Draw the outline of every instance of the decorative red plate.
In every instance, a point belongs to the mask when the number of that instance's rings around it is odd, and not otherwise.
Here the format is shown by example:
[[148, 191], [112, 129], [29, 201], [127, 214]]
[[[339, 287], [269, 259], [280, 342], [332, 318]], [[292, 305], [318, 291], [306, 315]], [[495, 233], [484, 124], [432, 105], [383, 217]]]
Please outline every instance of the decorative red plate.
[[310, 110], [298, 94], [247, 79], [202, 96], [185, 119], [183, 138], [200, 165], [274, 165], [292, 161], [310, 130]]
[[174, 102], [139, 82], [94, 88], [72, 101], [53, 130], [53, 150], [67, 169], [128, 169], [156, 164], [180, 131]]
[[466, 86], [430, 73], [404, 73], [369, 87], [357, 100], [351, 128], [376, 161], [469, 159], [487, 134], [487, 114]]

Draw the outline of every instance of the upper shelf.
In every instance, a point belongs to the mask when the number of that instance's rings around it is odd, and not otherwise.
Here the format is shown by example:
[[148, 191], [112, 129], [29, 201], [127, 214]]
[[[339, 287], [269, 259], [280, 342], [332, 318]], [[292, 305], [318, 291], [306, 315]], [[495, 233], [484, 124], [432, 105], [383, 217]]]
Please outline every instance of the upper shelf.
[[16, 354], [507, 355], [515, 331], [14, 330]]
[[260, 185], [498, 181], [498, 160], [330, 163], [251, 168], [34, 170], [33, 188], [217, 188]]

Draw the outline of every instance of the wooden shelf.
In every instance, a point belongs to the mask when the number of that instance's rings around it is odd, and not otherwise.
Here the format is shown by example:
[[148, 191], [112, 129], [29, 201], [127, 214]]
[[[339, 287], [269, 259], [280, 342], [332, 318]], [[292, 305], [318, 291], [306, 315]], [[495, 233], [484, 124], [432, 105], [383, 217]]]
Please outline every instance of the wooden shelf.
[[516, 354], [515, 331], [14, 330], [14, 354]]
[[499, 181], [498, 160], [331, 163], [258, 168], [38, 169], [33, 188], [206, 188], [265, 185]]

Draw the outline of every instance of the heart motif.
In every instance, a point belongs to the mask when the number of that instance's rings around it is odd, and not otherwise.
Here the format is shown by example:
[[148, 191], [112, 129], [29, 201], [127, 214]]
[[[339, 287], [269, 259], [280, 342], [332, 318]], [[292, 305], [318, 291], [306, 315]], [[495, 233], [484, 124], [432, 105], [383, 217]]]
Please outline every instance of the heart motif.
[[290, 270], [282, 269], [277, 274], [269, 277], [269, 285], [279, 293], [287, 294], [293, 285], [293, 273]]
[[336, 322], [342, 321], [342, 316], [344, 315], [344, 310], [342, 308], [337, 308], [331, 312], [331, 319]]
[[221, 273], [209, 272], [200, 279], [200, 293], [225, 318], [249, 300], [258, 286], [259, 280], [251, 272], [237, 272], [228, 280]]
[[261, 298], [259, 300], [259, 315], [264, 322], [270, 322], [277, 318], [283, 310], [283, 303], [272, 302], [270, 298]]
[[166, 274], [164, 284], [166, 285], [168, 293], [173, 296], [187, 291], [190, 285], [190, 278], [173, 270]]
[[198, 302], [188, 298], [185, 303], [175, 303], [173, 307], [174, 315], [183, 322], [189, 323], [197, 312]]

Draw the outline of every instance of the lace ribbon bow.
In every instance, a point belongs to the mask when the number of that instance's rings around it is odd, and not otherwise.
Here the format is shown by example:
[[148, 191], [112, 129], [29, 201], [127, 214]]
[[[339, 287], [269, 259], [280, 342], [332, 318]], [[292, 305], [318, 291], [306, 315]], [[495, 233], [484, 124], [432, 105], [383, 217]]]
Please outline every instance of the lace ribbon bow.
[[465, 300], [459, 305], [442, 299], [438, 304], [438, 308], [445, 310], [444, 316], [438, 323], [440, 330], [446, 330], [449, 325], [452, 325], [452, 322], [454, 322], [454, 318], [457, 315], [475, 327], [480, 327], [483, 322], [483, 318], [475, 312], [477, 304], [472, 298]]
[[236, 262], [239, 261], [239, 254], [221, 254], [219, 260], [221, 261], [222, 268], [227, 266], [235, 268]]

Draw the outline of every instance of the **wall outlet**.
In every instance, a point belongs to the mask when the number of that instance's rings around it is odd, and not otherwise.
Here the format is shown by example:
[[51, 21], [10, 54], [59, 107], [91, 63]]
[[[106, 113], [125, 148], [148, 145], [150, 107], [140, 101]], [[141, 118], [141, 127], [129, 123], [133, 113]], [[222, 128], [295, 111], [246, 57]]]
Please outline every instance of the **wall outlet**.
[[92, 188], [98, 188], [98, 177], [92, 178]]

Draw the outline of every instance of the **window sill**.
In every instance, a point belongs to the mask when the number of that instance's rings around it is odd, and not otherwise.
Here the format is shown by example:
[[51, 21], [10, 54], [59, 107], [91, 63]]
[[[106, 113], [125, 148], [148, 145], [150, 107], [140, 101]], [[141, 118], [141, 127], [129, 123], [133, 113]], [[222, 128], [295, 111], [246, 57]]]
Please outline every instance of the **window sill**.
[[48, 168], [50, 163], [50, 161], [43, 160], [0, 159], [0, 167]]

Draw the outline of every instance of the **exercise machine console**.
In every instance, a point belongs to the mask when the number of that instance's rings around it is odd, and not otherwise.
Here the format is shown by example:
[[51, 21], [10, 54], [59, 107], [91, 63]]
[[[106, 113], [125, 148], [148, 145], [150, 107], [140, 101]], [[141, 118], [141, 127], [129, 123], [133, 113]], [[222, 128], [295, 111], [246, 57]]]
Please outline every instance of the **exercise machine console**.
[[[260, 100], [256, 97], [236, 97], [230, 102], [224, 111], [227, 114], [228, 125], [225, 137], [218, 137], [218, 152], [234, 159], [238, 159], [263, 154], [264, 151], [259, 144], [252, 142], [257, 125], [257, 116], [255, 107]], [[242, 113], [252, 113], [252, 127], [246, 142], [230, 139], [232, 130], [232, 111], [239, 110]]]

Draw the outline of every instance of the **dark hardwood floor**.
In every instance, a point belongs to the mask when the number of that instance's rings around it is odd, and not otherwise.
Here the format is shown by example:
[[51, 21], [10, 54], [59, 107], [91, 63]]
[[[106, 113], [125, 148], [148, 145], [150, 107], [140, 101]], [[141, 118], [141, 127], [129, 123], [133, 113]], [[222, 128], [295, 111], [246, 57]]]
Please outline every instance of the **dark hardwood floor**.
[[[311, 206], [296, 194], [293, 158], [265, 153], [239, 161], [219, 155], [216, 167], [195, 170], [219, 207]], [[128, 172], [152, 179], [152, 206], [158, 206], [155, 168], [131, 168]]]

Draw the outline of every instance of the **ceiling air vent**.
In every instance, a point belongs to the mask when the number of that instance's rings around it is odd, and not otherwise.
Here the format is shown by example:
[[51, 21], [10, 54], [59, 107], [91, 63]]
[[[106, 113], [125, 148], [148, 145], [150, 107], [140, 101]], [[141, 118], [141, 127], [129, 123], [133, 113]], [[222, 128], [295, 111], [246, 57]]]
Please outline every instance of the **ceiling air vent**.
:::
◆ **Given problem**
Render the lines of the listing from the one containing "Draw the outline of every instance of the **dark" through the one containing "Please outline every instance of the **dark" as a Markdown table with the columns Row and Line, leaving out any blank lines.

◆ **Worked solution**
| Row | Line |
|---|---|
| 1 | Draw the outline of every instance of the **dark hardwood floor**. |
| 2 | In every instance, a point belongs to the mask when the number of that instance's rings around it is odd, and not otherwise. |
| 3 | Here the format is shown by example: |
| 4 | [[51, 21], [10, 54], [59, 107], [91, 63]] |
| 5 | [[[106, 113], [125, 148], [148, 145], [150, 107], [140, 101]], [[141, 118], [141, 127], [129, 123], [133, 113]], [[222, 128], [295, 111], [246, 57]]] |
| 6 | Please outline every instance of the **dark hardwood floor**. |